Copy every record word for word.

━━━━━━━━━━━━━━━━━━━━━━━━━━━━━━

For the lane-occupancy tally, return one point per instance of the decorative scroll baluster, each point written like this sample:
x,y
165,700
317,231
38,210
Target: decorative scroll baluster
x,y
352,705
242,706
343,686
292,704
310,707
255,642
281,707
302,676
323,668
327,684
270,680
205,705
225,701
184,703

━━━━━━━━━━━━━━━━━━━━━━━━━━━━━━

* FINAL ANSWER
For the lane-occupancy tally, return one point per instance of the decorative scroll baluster, each point written like this sample:
x,y
165,700
317,231
38,210
Target: decorative scroll baluster
x,y
352,705
242,706
343,686
292,704
310,707
255,642
281,707
302,676
323,668
327,684
270,680
205,705
225,701
184,703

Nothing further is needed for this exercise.